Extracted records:
*** Block opens ***
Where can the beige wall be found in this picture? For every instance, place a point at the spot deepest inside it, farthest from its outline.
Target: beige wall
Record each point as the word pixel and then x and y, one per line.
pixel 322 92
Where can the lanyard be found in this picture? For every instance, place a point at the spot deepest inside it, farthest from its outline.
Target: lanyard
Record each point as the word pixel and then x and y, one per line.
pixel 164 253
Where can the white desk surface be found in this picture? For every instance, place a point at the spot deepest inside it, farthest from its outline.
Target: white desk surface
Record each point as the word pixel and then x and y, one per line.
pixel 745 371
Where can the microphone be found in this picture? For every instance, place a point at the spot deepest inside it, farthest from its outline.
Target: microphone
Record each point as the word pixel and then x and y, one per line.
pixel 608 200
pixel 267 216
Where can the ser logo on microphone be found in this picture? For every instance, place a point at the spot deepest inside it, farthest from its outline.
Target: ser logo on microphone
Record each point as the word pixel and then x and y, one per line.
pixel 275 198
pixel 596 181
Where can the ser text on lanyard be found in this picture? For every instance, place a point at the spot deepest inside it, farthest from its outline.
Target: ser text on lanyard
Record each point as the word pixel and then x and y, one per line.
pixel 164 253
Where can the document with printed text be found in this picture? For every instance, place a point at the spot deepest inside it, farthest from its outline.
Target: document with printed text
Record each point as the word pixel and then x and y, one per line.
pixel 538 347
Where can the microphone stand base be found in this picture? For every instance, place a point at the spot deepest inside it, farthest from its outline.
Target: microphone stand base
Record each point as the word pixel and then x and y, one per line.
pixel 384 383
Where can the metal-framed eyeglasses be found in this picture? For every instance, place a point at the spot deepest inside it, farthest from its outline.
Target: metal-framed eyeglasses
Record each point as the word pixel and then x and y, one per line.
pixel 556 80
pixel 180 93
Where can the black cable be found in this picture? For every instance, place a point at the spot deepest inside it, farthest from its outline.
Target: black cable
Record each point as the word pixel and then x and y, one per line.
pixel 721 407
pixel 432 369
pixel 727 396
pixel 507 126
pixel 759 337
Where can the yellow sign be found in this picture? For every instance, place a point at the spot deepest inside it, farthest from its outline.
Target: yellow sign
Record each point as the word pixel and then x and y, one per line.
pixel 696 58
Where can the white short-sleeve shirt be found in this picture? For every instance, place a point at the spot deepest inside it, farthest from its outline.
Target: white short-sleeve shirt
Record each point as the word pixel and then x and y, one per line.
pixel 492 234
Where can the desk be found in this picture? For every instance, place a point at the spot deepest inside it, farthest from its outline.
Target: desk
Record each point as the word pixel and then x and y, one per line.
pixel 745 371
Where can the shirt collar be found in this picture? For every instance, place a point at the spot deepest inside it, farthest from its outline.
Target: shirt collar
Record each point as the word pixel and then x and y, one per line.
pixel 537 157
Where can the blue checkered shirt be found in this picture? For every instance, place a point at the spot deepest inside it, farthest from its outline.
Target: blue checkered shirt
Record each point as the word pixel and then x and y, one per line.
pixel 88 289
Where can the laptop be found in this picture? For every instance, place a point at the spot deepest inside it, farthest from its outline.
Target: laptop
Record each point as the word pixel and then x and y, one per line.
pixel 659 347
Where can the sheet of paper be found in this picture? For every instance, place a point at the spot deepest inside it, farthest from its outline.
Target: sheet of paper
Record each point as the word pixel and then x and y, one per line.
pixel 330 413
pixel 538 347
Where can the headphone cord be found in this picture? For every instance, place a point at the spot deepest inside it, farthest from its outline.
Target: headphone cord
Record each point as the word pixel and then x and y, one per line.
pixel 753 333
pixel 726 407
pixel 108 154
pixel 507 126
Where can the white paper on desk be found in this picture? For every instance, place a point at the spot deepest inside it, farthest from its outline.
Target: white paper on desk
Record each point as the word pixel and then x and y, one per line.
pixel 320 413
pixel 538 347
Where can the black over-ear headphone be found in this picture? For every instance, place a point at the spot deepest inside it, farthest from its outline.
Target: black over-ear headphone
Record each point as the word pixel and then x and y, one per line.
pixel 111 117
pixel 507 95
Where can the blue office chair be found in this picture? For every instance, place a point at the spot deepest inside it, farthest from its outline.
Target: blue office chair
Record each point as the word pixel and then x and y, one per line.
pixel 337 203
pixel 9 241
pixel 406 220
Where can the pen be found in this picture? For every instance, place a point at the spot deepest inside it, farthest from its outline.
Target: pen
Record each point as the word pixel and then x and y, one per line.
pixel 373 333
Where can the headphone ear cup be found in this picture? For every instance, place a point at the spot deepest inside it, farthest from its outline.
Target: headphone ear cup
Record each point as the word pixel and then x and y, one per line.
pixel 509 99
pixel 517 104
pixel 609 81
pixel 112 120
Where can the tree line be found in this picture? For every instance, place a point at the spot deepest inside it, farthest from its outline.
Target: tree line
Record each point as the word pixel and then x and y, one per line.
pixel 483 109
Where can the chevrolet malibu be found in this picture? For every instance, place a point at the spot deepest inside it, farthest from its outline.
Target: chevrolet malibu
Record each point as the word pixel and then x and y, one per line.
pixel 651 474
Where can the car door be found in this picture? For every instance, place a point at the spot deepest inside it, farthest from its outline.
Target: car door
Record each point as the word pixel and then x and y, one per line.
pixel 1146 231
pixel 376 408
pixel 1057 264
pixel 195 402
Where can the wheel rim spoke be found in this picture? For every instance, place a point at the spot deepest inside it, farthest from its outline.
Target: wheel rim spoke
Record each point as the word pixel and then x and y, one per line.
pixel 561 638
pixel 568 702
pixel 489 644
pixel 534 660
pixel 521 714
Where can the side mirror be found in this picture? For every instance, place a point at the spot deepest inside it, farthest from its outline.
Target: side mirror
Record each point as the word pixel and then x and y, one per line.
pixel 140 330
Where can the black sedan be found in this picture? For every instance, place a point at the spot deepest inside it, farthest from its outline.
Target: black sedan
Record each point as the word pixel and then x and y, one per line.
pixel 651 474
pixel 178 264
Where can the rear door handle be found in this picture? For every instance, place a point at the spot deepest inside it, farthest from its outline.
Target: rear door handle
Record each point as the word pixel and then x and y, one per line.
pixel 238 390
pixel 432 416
*** Block closes ***
-- PROMPT --
Among the lines above, which hold the word "chevrolet"? Report each one.

-- EXERCISE SOLUTION --
Where can the chevrolet malibu be found in this picture? For every instance, place a point at the spot deepest inside it, farthest from its outline.
Target: chevrolet malibu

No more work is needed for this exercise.